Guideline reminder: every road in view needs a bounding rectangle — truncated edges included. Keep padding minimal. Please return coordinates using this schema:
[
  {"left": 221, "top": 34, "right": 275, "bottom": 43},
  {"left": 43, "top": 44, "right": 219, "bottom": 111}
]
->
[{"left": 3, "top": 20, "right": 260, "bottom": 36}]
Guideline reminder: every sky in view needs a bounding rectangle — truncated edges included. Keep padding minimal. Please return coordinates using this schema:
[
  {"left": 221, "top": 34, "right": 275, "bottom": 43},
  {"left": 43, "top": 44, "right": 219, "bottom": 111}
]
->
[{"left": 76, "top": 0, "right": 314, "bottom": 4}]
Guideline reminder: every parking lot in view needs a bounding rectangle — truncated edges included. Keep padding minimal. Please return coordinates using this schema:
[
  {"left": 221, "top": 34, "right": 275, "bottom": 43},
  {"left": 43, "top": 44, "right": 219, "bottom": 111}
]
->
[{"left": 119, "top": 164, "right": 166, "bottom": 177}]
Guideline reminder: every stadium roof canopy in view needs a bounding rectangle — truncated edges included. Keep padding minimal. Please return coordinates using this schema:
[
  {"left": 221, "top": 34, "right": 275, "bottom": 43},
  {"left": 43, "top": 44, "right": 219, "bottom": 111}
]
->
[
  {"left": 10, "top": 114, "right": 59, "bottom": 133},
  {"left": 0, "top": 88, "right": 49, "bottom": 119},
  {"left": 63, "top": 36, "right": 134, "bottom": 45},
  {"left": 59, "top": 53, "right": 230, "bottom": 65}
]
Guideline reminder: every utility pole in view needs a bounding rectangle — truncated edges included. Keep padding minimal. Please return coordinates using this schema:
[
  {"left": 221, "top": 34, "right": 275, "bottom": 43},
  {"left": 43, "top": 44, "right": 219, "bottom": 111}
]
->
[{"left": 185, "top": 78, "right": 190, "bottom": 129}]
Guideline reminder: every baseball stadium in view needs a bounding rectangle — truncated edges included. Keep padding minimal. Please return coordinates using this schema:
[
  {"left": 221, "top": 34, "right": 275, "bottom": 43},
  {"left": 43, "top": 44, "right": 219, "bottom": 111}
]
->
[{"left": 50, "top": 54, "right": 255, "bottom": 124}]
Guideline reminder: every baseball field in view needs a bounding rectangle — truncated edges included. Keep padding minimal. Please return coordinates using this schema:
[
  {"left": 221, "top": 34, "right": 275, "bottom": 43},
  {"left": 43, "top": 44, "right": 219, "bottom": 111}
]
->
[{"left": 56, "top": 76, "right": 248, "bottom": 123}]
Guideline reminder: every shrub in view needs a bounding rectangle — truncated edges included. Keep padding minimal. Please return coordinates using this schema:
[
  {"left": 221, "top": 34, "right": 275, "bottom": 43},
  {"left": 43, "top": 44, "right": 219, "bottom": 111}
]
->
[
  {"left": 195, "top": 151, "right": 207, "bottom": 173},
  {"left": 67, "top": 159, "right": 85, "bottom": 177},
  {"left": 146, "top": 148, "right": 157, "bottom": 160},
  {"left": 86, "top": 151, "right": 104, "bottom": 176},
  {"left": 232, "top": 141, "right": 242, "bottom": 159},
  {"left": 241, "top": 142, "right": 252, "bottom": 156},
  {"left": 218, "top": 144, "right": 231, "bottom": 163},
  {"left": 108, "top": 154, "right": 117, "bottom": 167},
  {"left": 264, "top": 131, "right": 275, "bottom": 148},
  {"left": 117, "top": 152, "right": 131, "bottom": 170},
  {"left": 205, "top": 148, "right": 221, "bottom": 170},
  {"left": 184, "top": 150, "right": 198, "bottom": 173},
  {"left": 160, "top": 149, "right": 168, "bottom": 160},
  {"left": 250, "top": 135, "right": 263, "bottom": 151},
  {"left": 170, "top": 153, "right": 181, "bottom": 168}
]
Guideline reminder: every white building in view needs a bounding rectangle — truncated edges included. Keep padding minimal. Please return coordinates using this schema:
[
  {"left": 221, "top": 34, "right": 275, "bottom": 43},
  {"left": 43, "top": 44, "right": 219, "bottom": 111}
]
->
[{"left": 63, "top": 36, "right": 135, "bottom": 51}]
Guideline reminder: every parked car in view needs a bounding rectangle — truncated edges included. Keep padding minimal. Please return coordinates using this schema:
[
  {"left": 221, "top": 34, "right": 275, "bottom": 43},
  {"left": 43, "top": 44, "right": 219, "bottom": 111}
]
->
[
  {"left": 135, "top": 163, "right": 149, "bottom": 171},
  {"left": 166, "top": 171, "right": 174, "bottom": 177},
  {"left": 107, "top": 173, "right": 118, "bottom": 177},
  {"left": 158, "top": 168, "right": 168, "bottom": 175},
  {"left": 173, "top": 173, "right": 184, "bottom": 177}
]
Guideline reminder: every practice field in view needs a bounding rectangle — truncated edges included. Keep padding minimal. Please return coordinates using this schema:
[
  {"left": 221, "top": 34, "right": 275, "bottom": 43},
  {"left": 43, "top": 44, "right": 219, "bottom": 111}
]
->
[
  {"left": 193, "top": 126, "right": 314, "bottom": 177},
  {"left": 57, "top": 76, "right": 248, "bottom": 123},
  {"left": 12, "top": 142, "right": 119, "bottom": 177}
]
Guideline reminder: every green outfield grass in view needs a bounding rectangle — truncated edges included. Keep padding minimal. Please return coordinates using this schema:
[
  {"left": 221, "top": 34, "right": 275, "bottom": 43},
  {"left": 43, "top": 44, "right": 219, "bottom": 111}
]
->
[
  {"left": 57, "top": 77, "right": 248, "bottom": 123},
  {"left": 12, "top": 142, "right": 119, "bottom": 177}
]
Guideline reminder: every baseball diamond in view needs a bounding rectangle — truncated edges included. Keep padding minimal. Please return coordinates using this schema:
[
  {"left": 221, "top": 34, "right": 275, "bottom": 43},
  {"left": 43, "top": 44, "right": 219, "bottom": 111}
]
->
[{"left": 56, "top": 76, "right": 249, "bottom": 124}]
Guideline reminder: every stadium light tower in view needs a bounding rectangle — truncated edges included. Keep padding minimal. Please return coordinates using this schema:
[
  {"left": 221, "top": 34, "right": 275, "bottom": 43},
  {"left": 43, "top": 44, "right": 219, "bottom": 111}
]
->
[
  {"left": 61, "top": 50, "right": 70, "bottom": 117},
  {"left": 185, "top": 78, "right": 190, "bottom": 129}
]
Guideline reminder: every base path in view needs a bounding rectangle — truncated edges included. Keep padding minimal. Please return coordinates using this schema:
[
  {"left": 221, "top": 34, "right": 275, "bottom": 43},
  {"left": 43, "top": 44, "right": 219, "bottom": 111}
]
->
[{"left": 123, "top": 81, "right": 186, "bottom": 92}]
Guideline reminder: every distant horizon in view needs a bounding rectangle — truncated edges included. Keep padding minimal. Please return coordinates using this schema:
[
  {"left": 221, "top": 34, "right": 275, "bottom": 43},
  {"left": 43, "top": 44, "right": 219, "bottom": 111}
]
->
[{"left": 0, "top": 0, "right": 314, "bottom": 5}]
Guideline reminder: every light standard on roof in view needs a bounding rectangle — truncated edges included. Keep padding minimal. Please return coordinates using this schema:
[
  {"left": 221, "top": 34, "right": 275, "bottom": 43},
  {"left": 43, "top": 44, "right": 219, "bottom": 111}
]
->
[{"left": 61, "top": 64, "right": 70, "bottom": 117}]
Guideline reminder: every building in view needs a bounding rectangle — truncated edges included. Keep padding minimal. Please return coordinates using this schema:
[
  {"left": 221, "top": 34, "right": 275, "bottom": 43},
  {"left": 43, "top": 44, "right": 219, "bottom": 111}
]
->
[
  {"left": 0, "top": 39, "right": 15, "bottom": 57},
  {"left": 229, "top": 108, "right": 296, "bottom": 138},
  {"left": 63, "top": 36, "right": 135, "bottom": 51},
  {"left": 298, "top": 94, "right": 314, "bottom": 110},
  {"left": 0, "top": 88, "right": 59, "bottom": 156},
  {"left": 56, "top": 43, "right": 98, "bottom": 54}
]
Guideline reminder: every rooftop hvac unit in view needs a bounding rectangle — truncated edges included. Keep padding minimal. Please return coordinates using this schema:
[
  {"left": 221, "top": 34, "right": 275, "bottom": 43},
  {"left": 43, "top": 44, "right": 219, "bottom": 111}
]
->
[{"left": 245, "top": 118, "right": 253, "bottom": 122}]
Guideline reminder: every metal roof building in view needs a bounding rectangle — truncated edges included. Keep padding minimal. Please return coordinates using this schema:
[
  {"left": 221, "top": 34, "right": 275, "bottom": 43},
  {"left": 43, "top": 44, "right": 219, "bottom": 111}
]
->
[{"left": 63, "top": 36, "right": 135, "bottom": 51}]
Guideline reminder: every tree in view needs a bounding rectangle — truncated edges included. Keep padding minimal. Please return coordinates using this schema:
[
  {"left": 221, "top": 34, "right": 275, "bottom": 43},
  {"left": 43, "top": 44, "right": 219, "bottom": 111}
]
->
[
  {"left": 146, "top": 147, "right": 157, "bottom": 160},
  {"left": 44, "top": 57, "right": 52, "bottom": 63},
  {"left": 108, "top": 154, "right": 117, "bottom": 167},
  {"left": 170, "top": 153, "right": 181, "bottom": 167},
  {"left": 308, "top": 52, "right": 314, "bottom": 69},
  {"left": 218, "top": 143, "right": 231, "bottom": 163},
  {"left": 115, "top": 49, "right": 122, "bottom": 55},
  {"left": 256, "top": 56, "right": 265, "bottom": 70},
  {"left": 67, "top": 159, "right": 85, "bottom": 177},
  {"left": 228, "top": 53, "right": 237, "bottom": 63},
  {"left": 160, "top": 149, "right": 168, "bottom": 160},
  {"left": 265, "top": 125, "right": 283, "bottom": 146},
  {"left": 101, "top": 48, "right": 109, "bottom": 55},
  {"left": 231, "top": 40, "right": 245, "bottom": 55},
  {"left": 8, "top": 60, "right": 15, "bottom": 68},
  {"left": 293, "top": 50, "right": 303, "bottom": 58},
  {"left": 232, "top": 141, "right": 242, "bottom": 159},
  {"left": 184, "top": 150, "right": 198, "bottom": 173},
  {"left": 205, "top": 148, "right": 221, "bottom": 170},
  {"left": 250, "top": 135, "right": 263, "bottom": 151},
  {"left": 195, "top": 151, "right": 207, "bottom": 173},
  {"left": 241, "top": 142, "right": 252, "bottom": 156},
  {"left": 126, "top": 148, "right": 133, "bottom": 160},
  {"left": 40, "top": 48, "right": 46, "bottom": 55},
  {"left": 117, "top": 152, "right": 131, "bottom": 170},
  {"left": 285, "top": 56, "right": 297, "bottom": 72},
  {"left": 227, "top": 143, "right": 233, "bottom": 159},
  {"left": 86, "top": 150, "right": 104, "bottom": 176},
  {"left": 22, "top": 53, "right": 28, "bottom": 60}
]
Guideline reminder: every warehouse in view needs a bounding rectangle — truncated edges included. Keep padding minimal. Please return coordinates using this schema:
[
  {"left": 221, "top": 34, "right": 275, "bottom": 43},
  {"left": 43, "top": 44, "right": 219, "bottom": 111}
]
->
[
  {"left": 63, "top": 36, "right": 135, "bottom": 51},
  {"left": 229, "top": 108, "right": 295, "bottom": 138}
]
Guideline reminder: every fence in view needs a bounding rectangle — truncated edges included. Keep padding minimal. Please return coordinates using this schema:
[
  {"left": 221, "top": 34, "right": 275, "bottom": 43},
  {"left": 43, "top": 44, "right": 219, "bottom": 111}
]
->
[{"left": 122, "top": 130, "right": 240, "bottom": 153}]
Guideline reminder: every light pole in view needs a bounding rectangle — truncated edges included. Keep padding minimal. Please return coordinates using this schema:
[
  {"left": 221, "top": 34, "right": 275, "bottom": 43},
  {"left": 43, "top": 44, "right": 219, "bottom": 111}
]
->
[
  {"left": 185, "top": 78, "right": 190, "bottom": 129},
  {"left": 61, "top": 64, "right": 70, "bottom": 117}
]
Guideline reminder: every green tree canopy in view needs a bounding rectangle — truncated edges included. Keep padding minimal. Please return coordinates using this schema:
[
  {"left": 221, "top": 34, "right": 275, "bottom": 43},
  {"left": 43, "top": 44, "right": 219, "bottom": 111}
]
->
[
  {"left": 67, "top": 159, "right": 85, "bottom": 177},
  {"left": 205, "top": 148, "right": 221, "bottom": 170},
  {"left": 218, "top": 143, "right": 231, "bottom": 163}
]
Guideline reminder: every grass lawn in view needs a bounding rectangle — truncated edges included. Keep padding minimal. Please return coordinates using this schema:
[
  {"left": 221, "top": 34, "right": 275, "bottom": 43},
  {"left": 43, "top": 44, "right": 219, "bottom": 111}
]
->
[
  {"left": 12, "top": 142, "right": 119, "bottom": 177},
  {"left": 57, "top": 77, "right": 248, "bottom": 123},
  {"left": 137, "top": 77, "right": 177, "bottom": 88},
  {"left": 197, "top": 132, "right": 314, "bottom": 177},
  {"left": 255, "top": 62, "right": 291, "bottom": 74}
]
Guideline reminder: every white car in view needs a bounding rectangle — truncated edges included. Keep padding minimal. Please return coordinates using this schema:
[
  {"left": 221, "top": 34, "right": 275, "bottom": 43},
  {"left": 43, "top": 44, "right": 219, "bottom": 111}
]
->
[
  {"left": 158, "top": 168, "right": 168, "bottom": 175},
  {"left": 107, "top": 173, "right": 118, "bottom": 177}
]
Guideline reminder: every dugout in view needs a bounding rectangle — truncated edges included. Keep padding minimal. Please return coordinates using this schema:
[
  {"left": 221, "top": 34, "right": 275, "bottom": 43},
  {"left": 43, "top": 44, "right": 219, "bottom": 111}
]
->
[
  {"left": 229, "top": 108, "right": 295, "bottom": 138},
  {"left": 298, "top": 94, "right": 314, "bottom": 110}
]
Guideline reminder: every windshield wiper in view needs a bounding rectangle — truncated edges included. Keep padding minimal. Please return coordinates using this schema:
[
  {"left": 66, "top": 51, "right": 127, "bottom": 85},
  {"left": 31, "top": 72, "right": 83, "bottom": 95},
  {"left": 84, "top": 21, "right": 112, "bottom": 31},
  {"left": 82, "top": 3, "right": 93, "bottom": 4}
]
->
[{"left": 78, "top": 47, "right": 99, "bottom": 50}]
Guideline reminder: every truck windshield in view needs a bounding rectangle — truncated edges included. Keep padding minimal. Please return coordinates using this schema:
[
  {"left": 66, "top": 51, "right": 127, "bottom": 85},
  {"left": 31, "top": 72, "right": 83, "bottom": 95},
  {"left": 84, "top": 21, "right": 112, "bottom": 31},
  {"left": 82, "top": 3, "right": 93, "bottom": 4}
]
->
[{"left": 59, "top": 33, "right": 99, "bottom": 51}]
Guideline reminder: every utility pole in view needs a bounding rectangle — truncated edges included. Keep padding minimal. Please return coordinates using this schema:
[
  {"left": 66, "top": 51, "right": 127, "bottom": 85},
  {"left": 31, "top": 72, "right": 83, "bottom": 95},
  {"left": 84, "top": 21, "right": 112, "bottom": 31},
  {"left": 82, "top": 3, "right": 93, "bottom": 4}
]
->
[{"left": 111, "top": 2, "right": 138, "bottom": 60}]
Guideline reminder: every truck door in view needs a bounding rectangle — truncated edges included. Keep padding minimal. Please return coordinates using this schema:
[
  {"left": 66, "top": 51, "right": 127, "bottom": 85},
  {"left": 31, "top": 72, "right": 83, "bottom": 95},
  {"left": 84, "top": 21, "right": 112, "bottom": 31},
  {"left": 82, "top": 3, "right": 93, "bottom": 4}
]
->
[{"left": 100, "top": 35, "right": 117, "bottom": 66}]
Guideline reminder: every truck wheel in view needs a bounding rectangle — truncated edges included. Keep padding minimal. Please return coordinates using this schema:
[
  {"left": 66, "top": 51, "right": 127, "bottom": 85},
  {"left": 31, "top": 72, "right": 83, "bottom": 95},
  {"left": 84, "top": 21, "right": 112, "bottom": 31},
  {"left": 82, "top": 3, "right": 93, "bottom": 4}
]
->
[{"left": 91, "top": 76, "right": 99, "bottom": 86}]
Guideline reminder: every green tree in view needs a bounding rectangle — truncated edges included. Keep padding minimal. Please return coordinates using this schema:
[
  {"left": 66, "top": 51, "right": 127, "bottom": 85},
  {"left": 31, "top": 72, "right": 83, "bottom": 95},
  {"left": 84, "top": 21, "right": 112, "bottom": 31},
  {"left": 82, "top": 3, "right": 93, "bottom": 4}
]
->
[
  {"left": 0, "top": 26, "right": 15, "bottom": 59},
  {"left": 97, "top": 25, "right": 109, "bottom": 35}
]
#####
> TO DO:
Give back, exactly as written, the lines from the one with "Guideline reminder: every green tree in" to the last line.

> FINISHED EXERCISE:
Guideline reminder: every green tree in view needs a bounding rectangle — truncated edges included. Keep padding minimal. Please return coordinates using this schema:
[
  {"left": 66, "top": 51, "right": 127, "bottom": 85},
  {"left": 31, "top": 72, "right": 83, "bottom": 95},
  {"left": 84, "top": 21, "right": 112, "bottom": 31},
  {"left": 82, "top": 3, "right": 93, "bottom": 4}
]
->
[
  {"left": 0, "top": 26, "right": 15, "bottom": 59},
  {"left": 97, "top": 25, "right": 109, "bottom": 35}
]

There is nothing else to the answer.